**文献摘录:**
1.2.3 变性胶的制备 制备8%的聚丙烯酰胺凝胶，从胶上方向下方变性剂浓度依次递增，100%变性剂为40%去离子甲酰胺和7 mol/L 尿素混合物，芽孢杆菌及假单胞菌的变性剂浓度分别为45%～65%和40%～75%。待胶完全凝固后在每孔的上样量为15 μL，用夹子将胶板夹好，放入装有缓冲液的电泳槽中。利用Bio-Rad 公司的D-code System 仪器进行电泳，时间12 h，温度60 ℃，电压70 V，卸下凝胶用Gelred 染色20～30 min，蒸馏水洗涤5 min，使用Canoco for Windows 5、BIO-RAD 的凝胶成像分析系统和Quantity One 软件进行分析。

1.3 数据分析处理

用Excel 2010软件进行数据整理分析，用Biodap软件进行多样性指数分析，用SAS 9.1.3 软件进行方差分析，用Canoco for Windows 4.5 软件进行主成分分析，用Bio-Rad Quantity one 4.5 软件对DGGE 指纹图谱进行数字化、标准化分析。

2 结果与分析

2.1 黄瓜连作对根际土壤芽孢杆菌群落结构的影响

2.1.1 芽孢杆菌菌群结构的DGGE 图谱及主成分分析 种植后30 d，各茬次间条带没有明显差异（图1a）；5 茬散点与其他各茬距离较远（图1b）。

图1 黄瓜种植后30 d 不同连作茬次芽孢杆菌菌群结构DGGE 图谱（a）、主成分分析（b）

种植后40 d，各茬次间条带无明显差异（图2a）；5、7 茬的散点距离较近，而与其他茬次距离相对较远（图2b）。

种植后50 d，各茬次间条带没有明显差异（图3a）；7茬散点与其他茬次距离较远（图3b）。

图3 黄瓜种植后50 d 不同连作茬次土壤芽孢杆菌菌群结构DGGE 图谱（a）、主成分分析（b）

2.1.2 芽孢杆菌DGGE 图谱的条带数和多样性指数分析 条带数1 茬在种植后30 d 显著高于其他茬次，1 茬的均匀度指数和香农多样性指数显著高于9 茬（表1）；种植后40 d，5 茬条带数显著高于其他茬次，而7 茬条带数显著高于1、3、9 茬，9 茬条带数显著高于1、3 茬，均匀度指数和香农多样性指数5、7 茬显著高于1 茬。种植后50 d，香农多样性指数、均匀度指数、条带数各茬次之间差异均未达到显著水平（P＞0.05）。

**题目 1:** 根据文献摘录，芽孢杆菌使用的变性剂浓度范围是多少？
**题目 2:** 请将文献摘录中从“1.2.3 变性胶的制备 制备8%的聚丙烯酰胺凝胶，从胶上方向下方变性剂浓度依次递增，100%变性剂为40%去离子甲酰胺和7”一直到“4.5 软件对DGGE 指纹图谱进行数字化、标准化分析。”的全部文字原样抄录下来。

**已知信息:**
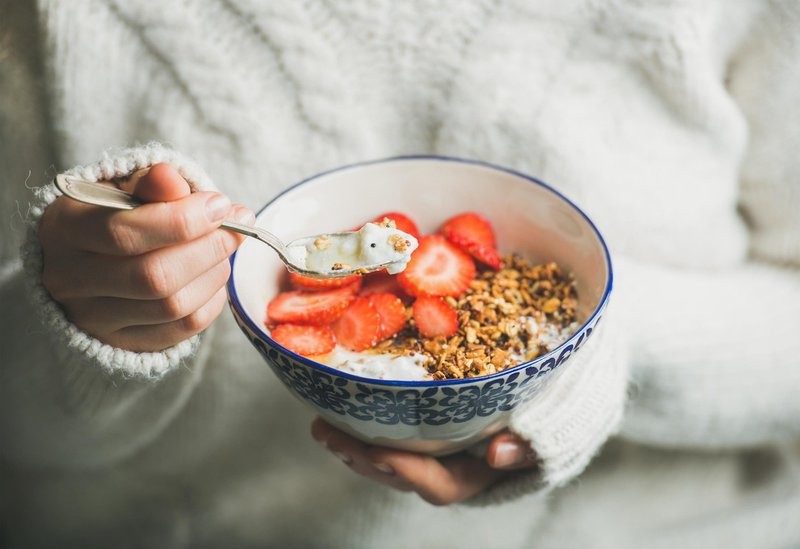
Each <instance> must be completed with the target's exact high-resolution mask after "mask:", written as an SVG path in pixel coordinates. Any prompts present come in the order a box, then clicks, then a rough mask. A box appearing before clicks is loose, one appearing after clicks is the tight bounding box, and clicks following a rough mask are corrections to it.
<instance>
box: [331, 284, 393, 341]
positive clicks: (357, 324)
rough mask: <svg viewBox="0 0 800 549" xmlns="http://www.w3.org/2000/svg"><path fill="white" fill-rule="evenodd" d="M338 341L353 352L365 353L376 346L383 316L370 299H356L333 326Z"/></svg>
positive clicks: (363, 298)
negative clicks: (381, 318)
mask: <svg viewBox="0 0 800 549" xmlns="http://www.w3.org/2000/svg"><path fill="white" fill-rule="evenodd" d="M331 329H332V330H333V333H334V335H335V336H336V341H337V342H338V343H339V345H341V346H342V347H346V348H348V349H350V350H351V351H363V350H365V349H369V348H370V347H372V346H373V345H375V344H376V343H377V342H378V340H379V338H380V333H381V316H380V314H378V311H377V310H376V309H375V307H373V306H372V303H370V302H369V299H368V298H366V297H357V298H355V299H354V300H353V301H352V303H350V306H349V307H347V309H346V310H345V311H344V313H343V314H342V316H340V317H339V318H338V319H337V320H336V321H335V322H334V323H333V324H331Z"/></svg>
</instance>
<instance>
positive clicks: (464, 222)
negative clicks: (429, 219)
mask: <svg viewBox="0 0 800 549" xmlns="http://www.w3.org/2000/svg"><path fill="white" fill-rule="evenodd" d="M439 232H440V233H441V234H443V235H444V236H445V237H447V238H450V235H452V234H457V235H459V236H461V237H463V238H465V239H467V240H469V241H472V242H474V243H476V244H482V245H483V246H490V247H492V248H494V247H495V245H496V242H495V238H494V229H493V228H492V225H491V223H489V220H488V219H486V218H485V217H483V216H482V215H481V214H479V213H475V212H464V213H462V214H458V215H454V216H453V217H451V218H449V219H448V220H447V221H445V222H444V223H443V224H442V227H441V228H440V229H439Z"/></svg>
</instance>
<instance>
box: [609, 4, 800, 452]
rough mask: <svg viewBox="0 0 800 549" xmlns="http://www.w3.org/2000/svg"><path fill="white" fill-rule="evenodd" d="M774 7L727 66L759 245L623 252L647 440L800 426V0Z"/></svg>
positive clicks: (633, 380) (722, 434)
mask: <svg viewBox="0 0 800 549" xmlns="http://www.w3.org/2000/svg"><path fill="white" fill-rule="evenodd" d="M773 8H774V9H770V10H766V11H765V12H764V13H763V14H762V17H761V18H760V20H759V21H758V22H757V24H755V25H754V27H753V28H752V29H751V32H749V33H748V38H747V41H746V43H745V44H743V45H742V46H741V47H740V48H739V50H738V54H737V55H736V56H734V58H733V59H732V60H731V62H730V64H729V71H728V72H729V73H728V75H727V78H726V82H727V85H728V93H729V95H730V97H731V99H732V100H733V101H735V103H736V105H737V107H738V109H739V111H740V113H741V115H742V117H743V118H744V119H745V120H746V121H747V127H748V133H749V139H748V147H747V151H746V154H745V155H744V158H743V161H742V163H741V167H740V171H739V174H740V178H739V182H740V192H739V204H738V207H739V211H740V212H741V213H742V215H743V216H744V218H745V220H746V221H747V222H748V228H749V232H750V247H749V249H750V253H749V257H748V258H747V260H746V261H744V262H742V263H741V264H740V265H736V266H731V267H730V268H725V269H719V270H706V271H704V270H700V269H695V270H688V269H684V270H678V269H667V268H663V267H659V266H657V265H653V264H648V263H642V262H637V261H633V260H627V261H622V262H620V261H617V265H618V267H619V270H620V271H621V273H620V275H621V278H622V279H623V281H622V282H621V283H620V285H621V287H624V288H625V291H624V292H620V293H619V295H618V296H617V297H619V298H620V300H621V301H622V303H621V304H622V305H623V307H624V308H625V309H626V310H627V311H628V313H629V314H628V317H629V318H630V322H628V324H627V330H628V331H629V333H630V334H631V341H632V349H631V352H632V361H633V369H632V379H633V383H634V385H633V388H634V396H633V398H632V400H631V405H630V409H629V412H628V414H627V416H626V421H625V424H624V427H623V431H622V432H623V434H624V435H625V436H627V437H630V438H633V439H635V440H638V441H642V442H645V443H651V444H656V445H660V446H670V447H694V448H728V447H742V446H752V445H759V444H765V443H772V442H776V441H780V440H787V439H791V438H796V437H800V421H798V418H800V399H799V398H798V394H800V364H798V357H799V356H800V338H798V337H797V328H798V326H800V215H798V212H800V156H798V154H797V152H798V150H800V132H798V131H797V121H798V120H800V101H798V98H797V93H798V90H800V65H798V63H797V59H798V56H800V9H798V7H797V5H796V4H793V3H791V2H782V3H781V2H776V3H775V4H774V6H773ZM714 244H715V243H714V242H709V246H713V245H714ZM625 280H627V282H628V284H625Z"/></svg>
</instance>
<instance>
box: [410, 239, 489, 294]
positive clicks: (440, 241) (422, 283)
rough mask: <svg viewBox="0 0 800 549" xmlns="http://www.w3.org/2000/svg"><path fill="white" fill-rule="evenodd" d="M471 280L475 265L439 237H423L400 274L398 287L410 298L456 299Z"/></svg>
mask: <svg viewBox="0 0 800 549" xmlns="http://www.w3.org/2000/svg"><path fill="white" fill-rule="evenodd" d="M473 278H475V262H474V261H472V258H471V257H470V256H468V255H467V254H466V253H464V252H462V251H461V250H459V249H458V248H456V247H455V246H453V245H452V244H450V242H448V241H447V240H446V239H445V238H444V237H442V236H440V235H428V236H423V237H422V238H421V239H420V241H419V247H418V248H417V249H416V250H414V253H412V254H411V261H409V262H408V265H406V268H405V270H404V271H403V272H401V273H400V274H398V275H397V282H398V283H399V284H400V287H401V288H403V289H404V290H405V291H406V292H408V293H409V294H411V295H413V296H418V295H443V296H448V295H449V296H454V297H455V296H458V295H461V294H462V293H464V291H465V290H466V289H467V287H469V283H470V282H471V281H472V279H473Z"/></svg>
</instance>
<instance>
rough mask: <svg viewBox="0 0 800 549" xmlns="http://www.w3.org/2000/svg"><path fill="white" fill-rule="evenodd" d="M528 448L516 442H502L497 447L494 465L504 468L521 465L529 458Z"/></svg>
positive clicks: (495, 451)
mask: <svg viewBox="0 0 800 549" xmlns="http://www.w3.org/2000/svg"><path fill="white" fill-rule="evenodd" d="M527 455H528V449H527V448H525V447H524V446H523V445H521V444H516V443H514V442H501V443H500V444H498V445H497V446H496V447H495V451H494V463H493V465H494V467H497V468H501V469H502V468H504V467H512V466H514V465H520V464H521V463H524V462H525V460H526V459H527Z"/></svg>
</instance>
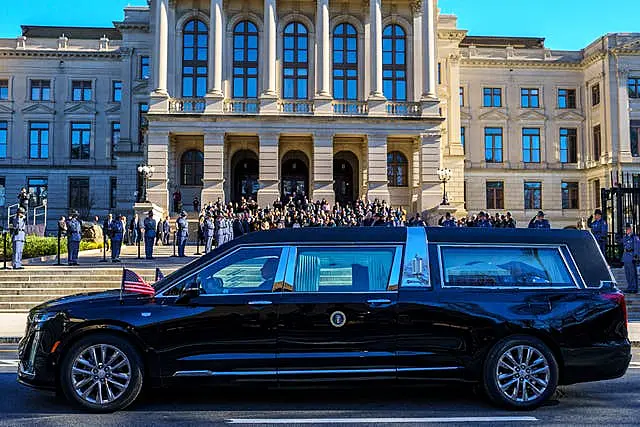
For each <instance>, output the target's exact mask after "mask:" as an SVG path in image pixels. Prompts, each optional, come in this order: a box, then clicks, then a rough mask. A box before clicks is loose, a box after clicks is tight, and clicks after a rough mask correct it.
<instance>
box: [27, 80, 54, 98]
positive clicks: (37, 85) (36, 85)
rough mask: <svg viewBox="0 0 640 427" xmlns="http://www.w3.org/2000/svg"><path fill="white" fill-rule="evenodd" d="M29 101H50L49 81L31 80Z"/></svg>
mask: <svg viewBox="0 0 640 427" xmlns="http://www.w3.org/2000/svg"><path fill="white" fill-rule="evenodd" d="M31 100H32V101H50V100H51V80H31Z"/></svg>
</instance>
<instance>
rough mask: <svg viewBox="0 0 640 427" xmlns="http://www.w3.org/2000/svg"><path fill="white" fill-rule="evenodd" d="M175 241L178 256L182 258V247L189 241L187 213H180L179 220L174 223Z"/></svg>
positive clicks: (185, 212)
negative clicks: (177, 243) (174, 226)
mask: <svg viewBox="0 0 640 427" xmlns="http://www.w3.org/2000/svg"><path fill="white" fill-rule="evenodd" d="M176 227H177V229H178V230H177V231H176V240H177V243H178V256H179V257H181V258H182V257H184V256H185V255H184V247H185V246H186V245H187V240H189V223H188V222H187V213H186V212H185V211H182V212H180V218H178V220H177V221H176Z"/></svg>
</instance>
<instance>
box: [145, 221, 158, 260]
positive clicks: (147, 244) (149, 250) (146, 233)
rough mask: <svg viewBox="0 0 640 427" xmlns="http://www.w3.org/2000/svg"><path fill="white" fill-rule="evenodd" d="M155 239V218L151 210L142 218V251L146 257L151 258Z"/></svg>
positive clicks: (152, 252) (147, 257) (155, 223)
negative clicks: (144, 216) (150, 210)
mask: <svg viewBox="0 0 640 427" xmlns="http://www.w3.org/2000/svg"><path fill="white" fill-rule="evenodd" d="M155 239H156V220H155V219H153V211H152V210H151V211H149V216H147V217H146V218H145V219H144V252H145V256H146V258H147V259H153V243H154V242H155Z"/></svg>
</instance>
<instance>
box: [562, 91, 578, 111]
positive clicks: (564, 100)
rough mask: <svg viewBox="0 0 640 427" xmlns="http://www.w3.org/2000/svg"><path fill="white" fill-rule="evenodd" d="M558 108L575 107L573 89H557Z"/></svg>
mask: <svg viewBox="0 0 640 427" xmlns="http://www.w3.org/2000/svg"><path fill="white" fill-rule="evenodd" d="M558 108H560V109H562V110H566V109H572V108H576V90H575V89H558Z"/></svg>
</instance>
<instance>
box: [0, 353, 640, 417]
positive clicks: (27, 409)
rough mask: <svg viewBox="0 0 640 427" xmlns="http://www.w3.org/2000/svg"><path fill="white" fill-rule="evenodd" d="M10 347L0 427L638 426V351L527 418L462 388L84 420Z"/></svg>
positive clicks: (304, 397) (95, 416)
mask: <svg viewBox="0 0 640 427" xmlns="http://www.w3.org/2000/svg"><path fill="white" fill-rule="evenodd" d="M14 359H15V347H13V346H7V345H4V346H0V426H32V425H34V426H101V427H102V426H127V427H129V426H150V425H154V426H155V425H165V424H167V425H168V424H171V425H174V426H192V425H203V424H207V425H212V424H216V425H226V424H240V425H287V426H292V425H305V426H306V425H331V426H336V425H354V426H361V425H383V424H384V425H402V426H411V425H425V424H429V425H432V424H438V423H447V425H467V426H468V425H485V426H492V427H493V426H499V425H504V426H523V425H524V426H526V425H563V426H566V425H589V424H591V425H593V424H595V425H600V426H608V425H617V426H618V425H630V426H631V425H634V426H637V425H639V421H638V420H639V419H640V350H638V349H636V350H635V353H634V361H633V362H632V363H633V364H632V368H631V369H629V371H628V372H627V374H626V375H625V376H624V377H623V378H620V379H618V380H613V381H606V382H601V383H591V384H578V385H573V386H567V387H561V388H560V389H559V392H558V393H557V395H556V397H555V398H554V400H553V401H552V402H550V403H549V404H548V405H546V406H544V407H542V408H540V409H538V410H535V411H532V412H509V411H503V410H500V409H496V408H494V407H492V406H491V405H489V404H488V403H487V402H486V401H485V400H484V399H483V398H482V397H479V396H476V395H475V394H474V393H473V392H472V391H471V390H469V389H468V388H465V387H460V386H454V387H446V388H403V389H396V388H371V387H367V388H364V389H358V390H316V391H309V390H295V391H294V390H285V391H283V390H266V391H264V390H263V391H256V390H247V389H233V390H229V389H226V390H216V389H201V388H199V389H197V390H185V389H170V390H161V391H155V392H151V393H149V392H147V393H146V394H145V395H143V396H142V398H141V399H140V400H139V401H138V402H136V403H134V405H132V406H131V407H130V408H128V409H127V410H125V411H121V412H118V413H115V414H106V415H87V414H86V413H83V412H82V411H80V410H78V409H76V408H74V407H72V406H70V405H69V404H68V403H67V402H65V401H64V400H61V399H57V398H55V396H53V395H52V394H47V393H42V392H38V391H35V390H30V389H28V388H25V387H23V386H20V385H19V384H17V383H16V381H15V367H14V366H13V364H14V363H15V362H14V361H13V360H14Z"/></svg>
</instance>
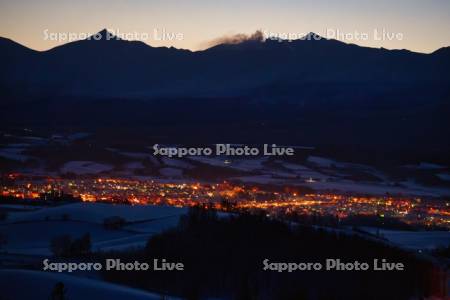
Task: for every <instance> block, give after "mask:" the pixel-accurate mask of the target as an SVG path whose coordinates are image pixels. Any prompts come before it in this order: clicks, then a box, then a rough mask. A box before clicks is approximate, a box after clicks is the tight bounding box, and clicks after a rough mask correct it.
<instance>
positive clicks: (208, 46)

**参考答案 1:** 45%～65%。

**参考答案 2:**
1.2.3 变性胶的制备 制备8%的聚丙烯酰胺凝胶，从胶上方向下方变性剂浓度依次递增，100%变性剂为40%去离子甲酰胺和7 mol/L 尿素混合物，芽孢杆菌及假单胞菌的变性剂浓度分别为45%～65%和40%～75%。待胶完全凝固后在每孔的上样量为15 μL，用夹子将胶板夹好，放入装有缓冲液的电泳槽中。利用Bio-Rad 公司的D-code System 仪器进行电泳，时间12 h，温度60 ℃，电压70 V，卸下凝胶用Gelred 染色20～30 min，蒸馏水洗涤5 min，使用Canoco for Windows 5、BIO-RAD 的凝胶成像分析系统和Quantity One 软件进行分析。

1.3 数据分析处理

用Excel 2010软件进行数据整理分析，用Biodap软件进行多样性指数分析，用SAS 9.1.3 软件进行方差分析，用Canoco for Windows 4.5 软件进行主成分分析，用Bio-Rad Quantity one 4.5 软件对DGGE 指纹图谱进行数字化、标准化分析。